WHAT IS REQUIRED: Scan the entries below for the word "group" and copy every line in which it occurs.

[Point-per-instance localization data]
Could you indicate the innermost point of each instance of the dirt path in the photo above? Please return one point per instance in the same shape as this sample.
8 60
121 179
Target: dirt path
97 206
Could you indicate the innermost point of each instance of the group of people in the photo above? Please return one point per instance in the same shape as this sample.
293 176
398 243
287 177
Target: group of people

SOLUTION TO THIS EXERCISE:
Could you indicate the innermost point of each instance of the group of people in the photo above? Please return one point per instance in the same shape as this sample.
Target: group of people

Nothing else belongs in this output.